[Dataset excerpt]
■ ■ ■ ■ ■
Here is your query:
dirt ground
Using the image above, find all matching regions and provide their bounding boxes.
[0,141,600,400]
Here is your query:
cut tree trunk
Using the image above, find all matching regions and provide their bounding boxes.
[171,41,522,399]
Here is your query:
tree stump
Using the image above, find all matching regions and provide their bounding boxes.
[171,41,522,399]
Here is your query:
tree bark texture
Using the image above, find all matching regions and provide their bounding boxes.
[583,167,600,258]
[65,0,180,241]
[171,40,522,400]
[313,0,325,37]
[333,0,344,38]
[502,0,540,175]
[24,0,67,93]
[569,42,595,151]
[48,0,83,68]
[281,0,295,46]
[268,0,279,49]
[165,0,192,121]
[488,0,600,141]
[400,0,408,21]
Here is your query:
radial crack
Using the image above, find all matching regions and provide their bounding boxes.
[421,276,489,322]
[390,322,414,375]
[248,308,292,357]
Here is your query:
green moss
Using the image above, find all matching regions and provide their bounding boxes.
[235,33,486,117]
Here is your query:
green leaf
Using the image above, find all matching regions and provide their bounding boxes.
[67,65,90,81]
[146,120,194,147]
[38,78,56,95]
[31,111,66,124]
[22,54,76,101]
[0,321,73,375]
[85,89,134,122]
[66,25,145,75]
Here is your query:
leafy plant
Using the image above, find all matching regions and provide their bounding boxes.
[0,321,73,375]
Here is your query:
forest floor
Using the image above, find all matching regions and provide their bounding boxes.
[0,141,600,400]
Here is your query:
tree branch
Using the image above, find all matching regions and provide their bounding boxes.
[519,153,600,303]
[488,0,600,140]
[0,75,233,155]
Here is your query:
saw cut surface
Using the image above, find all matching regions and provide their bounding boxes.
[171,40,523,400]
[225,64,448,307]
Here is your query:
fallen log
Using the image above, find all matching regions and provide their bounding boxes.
■ ■ ■ ■ ■
_WHAT THE TASK REQUIRES_: Display every line of the data above that contains the string "tree". Treat uppercase and lowercase letters as distinct.

_CORRECT ANSWER_:
cut tree trunk
tree stump
tree bark texture
tree branch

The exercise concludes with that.